What you need to do.
In the records below, replace "Emitted" with "Output" and leave every other part of them unchanged.

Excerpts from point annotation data
○ ○ ○ ○

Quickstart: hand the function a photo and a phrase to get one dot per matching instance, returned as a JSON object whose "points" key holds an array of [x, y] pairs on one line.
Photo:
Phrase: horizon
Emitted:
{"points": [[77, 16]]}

○ ○ ○ ○

Solution.
Quickstart: hand the function a photo and a phrase to get one dot per matching instance, returned as a JSON object whose "points" key holds an array of [x, y] pairs on one line.
Photo:
Phrase: horizon
Output:
{"points": [[77, 16]]}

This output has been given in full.